EXERCISE:
Swap every "Results" in the material below for "Points" and reproduce all of it with nothing else changed.

►

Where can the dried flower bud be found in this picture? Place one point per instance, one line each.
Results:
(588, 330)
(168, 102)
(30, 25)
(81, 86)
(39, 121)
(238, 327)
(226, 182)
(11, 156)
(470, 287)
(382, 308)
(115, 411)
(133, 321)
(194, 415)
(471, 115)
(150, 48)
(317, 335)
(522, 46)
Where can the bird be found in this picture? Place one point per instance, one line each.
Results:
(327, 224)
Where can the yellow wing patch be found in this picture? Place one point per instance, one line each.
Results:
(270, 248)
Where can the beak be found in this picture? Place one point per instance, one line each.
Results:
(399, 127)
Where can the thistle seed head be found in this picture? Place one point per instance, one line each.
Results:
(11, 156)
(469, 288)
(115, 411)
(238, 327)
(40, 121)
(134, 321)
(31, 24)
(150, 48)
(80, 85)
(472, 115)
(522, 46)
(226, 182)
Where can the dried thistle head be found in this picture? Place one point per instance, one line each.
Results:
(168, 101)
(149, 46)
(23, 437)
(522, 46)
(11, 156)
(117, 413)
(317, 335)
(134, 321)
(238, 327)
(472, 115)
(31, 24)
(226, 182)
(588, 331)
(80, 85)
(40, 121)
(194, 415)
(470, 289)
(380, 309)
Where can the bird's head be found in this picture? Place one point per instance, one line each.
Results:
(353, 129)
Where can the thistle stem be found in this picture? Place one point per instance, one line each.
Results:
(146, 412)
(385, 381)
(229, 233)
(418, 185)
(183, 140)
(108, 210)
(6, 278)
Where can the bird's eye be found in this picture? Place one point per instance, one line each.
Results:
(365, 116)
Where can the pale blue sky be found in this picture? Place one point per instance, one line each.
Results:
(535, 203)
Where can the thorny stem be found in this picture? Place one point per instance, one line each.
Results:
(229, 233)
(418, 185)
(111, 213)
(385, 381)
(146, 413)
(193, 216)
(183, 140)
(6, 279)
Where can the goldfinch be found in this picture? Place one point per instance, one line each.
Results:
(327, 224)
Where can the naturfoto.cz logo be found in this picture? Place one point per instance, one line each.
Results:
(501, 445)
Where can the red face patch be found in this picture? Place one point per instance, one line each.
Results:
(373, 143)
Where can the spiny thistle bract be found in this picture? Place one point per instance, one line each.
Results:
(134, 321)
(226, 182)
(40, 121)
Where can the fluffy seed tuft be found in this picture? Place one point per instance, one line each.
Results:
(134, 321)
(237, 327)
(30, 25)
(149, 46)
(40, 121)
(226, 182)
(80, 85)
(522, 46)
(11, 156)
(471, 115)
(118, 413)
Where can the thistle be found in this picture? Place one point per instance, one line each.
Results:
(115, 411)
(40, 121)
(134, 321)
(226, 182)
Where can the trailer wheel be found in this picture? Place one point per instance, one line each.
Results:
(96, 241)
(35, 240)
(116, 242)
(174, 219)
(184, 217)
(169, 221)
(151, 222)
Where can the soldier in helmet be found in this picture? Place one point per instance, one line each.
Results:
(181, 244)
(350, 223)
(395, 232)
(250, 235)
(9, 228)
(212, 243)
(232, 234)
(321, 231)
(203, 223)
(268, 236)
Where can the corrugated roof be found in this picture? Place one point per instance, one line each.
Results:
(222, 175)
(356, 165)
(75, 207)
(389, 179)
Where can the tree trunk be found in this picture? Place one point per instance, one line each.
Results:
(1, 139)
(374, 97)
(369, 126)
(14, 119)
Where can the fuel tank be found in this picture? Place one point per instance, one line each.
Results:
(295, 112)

◄

FINISHED TASK:
Where can the dried flower bud be found in this picture? Place one point per instance, one line each.
Points:
(588, 330)
(168, 102)
(30, 25)
(81, 86)
(39, 121)
(238, 327)
(226, 182)
(11, 156)
(470, 287)
(382, 308)
(115, 411)
(133, 321)
(194, 415)
(471, 115)
(150, 48)
(317, 335)
(522, 46)
Where can the bird be found in this picture? Place one point per instance, one line each.
Points:
(327, 224)
Where can the yellow wing patch be found in this picture? Place one point per instance, one line each.
Points:
(270, 248)
Where can the beak be found in this picture? Place one point per instance, one line each.
Points:
(399, 127)
Where can the thistle seed head be found in this picture? Place one point per instance, one line each.
Points:
(11, 156)
(469, 288)
(115, 411)
(238, 327)
(40, 121)
(134, 321)
(31, 24)
(150, 48)
(80, 85)
(472, 115)
(522, 46)
(226, 182)
Where can the dried thistle head be found in this picture? Place one point per instance, one line each.
Points:
(168, 101)
(149, 46)
(23, 437)
(522, 46)
(11, 156)
(117, 413)
(317, 335)
(134, 321)
(238, 327)
(472, 115)
(31, 24)
(226, 182)
(588, 331)
(80, 85)
(40, 121)
(194, 415)
(470, 289)
(380, 309)
Where can the bird's head be found in this picture? Place one point per instance, one line each.
Points:
(353, 129)
Where can the thistle stem be found in this picture? Place one point per instance, one line each.
Points:
(146, 412)
(385, 381)
(229, 233)
(418, 185)
(183, 140)
(108, 210)
(6, 278)
Where can the bird's eye be found in this picture? Place one point per instance, one line each.
Points:
(365, 116)
Where can the pale blue sky be found in this picture? Place one point per instance, one line each.
Points:
(535, 203)
Where can the thorny stem be found in this picture? Place one point per instance, one line each.
Points:
(229, 233)
(418, 185)
(111, 213)
(385, 381)
(146, 413)
(193, 216)
(183, 140)
(6, 279)
Where can the goldfinch be found in this picture? Place one point per instance, one line each.
Points:
(327, 224)
Where can the naturfoto.cz logo be found in this picture? Place one point per instance, one line each.
Points:
(501, 445)
Where can the red face patch be found in this picture? Place one point per instance, one line each.
Points:
(373, 143)
Where can the spiny thistle bract be found in this picture? Place one point per instance, one line each.
Points:
(134, 321)
(226, 182)
(40, 121)
Where can the fluffy seed tuft be found in this picture? Place one point per instance, one line each.
Points:
(134, 321)
(237, 327)
(30, 25)
(149, 46)
(40, 121)
(226, 182)
(80, 85)
(522, 46)
(11, 156)
(471, 115)
(118, 413)
Where can the thistle be found in this picture? Place one point per instance, one line each.
Points:
(115, 411)
(40, 121)
(134, 321)
(226, 182)
Where can the trailer wheel be found in this picture? Place one point per instance, one line each.
Points:
(96, 241)
(35, 240)
(116, 242)
(174, 219)
(184, 217)
(169, 221)
(151, 222)
Where can the soldier in helmet be found in this picture? Place one point per instance, one line each.
Points:
(181, 244)
(350, 223)
(395, 232)
(250, 235)
(9, 228)
(212, 243)
(232, 234)
(321, 231)
(203, 223)
(268, 236)
Where can the corrugated roof be found in this picture? Place one point per instance, one line each.
Points:
(222, 175)
(356, 165)
(75, 207)
(389, 179)
Where can the tree trunk be found in this picture? Place one point per instance, one line each.
Points:
(1, 139)
(374, 97)
(369, 126)
(14, 119)
Where can the fuel tank be found in this picture? Place one point per instance, one line each.
Points:
(295, 112)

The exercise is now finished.